[[ SOURCE TEXT, beginning ]]
A war of words
On Monday, Trump threatened to impose 10% tariffs on around $200bn worth of Chinese imports, in response to China’s suggestion it would retaliate against his previous tariff of $50bn imports. It has also been suggested that if China does retaliate, a further $200bn worth of tariffs will be unleashed on the largest economy in Asia. As such, the ‘trade war’, which at the moment consists of threat upon threat, stepped up and has largely taken over the media this week – but the main impact so far has been uncertainty.
On Thursday, China’s commerce ministry stated that US workers would be damaged by the trade war, with China Daily (a state-owned newspaper) stating that the US was failing to understand the impact trade with China has on millions of US jobs. According to Reuters, Chinese state media described US protectionism as a “symptom of paranoid delusions”.
Yuan dips in value
While the threatened tariffs have yet to be imposed and it is likely more communication and changes will take place, with many suggesting the threats are largely empty, the impact of the countries’ war of words has been felt in the market nonetheless.
In the past week, the value of the Chinese yuan has gone down 2%, falling for the sixth consecutive time on Thursday 21st June. The South China Morning Post pointed to rumours that the People’s Bank of China would take action to stabilise the currency. In total, the yuan is down 4.3% from its 2018 high.
Daimler expresses concern
One company impacted by this week’s upheaval has been Daimler, which has reduced its predicted profits due to international tensions. The company has stated fewer Chinese customers will buy its SUVs due to tariffs imposed on US imported vehicles.
According to Straits Times, both Daimler and BMW risk the most among car manufacturers from an all-out trade war, since together they ship around 100,000 vehicles to China annually, amounting to almost $7bn according to Evercore research.
[[ SOURCE TEXT, end ]]
[[ DATA LISTING, beginning ]]
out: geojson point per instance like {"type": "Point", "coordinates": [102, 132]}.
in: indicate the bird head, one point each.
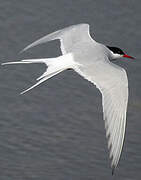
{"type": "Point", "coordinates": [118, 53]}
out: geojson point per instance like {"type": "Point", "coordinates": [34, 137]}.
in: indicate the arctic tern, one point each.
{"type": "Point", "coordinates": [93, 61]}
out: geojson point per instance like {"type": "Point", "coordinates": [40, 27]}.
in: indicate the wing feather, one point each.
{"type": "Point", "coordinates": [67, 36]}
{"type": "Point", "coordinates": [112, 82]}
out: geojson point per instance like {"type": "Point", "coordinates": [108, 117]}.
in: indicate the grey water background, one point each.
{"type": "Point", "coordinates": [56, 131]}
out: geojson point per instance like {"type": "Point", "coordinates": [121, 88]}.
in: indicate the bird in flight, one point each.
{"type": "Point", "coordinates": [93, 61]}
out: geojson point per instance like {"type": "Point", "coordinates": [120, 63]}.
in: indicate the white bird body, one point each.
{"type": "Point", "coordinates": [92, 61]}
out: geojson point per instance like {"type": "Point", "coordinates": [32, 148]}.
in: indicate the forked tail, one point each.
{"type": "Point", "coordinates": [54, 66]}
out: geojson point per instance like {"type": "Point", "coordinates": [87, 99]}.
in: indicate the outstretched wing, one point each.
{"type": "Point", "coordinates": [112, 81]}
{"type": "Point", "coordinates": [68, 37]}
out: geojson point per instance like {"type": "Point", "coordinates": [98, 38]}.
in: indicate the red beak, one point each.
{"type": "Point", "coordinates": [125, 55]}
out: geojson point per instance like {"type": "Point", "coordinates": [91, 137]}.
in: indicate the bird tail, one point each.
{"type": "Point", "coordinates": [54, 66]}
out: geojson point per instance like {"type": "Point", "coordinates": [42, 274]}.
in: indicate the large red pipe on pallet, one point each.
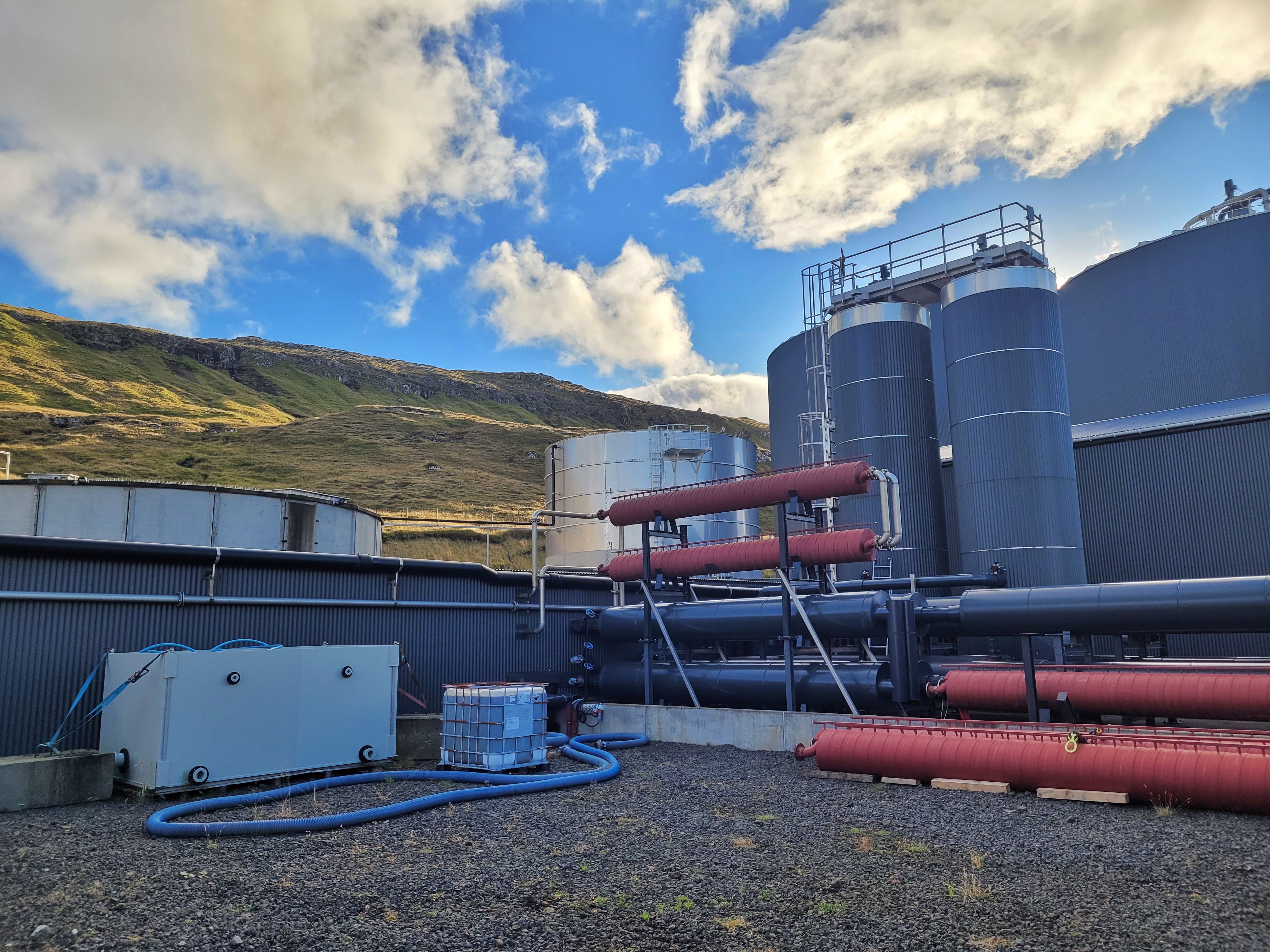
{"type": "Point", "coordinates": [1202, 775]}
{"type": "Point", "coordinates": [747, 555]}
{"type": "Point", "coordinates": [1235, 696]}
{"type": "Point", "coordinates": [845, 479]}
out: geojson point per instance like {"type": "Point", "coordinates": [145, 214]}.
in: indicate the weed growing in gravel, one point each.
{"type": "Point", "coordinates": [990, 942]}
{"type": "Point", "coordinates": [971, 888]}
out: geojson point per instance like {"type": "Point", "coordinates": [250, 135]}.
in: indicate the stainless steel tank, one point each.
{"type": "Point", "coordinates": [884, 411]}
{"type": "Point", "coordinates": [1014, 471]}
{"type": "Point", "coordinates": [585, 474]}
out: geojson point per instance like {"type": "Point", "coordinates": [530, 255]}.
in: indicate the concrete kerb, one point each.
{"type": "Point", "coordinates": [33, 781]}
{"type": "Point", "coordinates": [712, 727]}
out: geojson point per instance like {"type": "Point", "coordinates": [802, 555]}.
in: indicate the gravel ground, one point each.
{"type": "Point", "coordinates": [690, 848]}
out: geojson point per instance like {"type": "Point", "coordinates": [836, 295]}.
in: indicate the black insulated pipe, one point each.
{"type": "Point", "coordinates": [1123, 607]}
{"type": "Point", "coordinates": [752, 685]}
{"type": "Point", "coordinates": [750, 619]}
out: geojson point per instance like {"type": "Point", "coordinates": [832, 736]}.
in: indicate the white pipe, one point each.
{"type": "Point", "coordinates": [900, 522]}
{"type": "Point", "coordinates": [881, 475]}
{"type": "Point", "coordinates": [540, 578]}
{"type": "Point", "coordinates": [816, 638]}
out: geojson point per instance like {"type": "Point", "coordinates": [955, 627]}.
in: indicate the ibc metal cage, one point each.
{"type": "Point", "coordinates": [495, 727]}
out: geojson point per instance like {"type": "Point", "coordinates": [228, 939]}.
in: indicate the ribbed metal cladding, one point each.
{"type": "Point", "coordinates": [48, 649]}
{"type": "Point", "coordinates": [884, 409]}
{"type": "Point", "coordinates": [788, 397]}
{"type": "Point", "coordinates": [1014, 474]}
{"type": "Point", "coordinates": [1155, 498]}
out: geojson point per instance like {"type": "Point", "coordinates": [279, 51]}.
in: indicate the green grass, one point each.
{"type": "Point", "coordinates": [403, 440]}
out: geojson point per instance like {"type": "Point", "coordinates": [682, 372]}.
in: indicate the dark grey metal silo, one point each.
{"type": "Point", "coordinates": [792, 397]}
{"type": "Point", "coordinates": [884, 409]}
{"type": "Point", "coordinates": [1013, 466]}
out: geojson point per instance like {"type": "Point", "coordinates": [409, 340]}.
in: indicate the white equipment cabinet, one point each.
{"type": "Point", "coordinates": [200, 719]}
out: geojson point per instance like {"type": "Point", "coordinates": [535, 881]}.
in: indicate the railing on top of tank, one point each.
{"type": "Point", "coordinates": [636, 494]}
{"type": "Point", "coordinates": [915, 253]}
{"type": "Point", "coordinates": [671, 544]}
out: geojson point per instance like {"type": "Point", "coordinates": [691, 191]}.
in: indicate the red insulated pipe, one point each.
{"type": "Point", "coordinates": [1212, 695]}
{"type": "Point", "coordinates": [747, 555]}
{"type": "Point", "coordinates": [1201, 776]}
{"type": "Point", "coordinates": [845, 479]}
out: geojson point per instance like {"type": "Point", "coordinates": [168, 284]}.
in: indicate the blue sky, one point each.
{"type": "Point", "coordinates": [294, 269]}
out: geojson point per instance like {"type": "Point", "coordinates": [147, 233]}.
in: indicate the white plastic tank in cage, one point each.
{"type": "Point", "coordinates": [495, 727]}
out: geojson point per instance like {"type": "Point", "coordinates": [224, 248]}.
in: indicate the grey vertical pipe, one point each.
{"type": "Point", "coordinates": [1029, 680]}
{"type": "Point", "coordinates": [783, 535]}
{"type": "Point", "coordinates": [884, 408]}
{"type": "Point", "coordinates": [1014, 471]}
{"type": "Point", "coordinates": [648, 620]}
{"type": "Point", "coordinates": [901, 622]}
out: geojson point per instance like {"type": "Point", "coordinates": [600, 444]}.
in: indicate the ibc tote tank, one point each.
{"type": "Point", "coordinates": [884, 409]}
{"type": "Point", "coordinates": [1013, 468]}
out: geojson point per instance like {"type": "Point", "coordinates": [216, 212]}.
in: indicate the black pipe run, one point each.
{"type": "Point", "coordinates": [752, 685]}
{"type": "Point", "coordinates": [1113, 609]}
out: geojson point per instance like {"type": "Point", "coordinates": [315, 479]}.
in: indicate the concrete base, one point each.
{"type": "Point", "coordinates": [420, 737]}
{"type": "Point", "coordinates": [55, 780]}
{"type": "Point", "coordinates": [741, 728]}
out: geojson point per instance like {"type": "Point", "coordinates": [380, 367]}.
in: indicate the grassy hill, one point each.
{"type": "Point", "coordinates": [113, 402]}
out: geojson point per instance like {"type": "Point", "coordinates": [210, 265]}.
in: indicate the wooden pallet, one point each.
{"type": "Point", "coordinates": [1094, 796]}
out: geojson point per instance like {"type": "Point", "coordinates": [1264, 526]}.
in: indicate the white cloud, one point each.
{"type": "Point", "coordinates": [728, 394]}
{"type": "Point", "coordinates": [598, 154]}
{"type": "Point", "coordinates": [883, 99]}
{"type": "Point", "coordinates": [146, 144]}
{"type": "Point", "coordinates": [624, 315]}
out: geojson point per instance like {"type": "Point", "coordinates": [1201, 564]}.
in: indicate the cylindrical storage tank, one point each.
[[ DATA LISTING, end ]]
__CHECK YOUR UNDERSTANDING__:
a) Answer these questions using the trade-war article.
(i) By what percentage is the yuan down from its 2018 high?
(ii) According to Reuters, what did Chinese state media call US protectionism?
(iii) About how many vehicles do Daimler and BMW together ship to China each year?
b) Render this sentence from the trade-war article in Spanish: "The company has stated fewer Chinese customers will buy its SUVs due to tariffs imposed on US imported vehicles."
c) Resume the trade-war article after its final sentence.
The rows have no connection to the trade-war article.

__ANSWERS BY ITEM NUMBER__:
a)
(i) 4.3%
(ii) A "symptom of paranoid delusions"
(iii) Around 100,000

b) La empresa ha afirmado que menos clientes chinos comprarán sus SUV debido a los aranceles impuestos a los vehículos importados de Estados Unidos.

c)
In addition to the tariffs, recent reforms in China allow foreign manufacturers to own over 50% of a joint venture in order to produce in the country, prompting some car companies to put down roots and manufacture locally. This could also have a negative impact on shipment numbers from the US, as opposed to previously when US companies wouldn’t be able to produce in China without having a Chinese company as a majority partner.
Impact across Asia
Across Asia, stocks have taken a hit with recent forecasts by Goldman Sachs and Morgan Stanley seeing a dip. Aside from tariff threats, there is also the Singapore summit to contend with which, much like Sino-US relations, has still left a lot of questions. The MSCI Asia Pacific index saw a reduction according to Bloomberg with Shanghai, Vietnam and the Philippines all dipping down to around 10% below previous levels.
India has also responded to the impact, imposing its own tariffs on US goods. Chickpeas, for example, will now be imported from the US at a 70% tariff as of August, in retaliation to the increased levies the US has imposed on India. However, while Trump stated that India had put a 100% tariff on some high-end motorcycles, in fact India had lowered tariffs from 60-70% to 50% according to NDTV.